TEXT PASSAGE:
# # # # #
Northwest MLS broker-members added more new listings to the database during February than 12 months ago (7,852 last month versus 7,234), but the higher sales volume kept inventory levels well below year-ago totals. The MLS reported 16,946 total active listings at month end. That compares to a total of 19,273 for the same month a year ago for a drop of about 12 percent.
John Deely, principal managing broker at Coldwell Banker Bain, also commented on the imbalanced market. “The early spring weather has brought a bumper crop of buyers to a market experiencing a drought of listings.” The MLS director said activity in Seattle continues to move “at the fastest pace in memory.” It is not uncommon for weekend open houses to draw upwards of 100 group visits and bidding competitions, he reported. “Multiple offers rule the day, with many bids at 20 percent over well-priced properties around Greater Seattle.”
For the 4,761 sales of single family homes and condominiums that closed during February, the median price was $280,000. That reflects a gain of about 6.5 percent from the year-ago sales price of $263,000. The volume of closed sales jumped about 13.5 percent from a year ago. Brokers reported 4,761 closed sales last month, which compares to 4,196 for the same month a year ago.
For single family homes, which accounted for 86 percent of all sales, the median price system-wide jumped about 7.4 percent, rising from $270,000 to $289,925.
A comparison of the four-county Puget Sound region shows single family homes in King County had the highest median price at $429,900 (up 6 percent from a year ago), followed by Snohomish County where February’s completed transactions commanded a median price of $330,00 for a year-over-year gain of nearly 4.8 percent. Kitsap’s median price was $238,903; in Pierce it was $233,000.
Condo prices increased 6.7 percent year-over-year, from $215,500 to $230,000. The total number of sales increased 6.7 percent.
“February was a very robust month,” observed Gary O’Leyar, a past chairman of the Northwest MLS board. “If there is any real estate market slowdown, we’re not seeing it,” he said, suggesting doubters look at King County’s Eastside corridor for new or newer high end homes in the $900,000-plus price range.
Northwest MLS figures show 68 homes sold for $900,000-plus in its Eastside segment during the first two months of 2015, outgaining the same period a year ago when brokers sold 36 such homes. “Be prepared to get in line to get into the new home pipeline,” O’Leyar advised.
The market for waterfront homes also appears to be gaining momentum.
“This is the year for waterfront homes in Kitsap,” reported Frank Wilson, noting they have been the last to recover price wise. “Values for waterfront homes were pretty flat in 2014 and they should start appreciating in 2015,” he said. “In the future, buyers will say ‘I wish I would have bought a waterfront home back when they were affordable.’ Today they are affordable.”
# # # # #
MATERIAL FOR THE TASK:
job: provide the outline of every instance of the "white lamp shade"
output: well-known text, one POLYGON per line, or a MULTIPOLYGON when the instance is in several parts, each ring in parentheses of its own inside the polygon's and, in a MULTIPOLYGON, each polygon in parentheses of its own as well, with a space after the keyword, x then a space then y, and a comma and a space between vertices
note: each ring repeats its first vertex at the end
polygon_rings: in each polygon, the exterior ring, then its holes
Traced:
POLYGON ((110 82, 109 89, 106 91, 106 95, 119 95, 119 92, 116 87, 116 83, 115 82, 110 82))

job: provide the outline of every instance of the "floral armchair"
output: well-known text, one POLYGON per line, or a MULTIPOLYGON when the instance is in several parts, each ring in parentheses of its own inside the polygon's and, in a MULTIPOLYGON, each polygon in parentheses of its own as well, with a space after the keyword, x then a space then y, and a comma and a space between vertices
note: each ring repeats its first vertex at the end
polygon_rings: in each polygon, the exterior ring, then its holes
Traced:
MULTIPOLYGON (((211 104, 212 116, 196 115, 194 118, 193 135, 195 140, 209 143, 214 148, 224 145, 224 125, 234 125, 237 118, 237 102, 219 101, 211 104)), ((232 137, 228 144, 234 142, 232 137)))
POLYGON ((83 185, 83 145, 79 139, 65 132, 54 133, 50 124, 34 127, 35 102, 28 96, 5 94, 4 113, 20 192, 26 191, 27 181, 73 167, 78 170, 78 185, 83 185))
# # # # #
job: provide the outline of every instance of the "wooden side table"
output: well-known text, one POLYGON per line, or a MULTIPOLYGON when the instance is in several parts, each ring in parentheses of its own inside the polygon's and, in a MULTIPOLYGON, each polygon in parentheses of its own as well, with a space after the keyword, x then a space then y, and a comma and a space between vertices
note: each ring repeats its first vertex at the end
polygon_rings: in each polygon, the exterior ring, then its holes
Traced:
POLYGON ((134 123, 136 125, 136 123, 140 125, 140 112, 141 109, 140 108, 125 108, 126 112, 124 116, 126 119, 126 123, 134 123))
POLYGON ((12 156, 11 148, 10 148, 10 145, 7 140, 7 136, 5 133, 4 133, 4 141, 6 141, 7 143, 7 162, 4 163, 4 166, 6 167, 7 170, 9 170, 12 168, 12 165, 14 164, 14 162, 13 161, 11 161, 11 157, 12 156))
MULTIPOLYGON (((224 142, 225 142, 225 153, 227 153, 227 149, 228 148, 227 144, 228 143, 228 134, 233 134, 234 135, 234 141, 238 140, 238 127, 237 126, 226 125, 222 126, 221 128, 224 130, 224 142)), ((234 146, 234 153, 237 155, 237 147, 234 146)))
# # # # #
JOB 1:
Please transcribe the real estate market report from "A comparison of" up to and including "increased 6.7 percent.".
JOB 2:
Pick out every line of the records that contains the string "outline", matching case exactly.

EXPECTED ANSWER 1:
A comparison of the four-county Puget Sound region shows single family homes in King County had the highest median price at $429,900 (up 6 percent from a year ago), followed by Snohomish County where February’s completed transactions commanded a median price of $330,00 for a year-over-year gain of nearly 4.8 percent. Kitsap’s median price was $238,903; in Pierce it was $233,000.
Condo prices increased 6.7 percent year-over-year, from $215,500 to $230,000. The total number of sales increased 6.7 percent.

EXPECTED ANSWER 2:
job: provide the outline of every instance of the "white lamp shade"
job: provide the outline of every instance of the "floral armchair"
job: provide the outline of every instance of the "wooden side table"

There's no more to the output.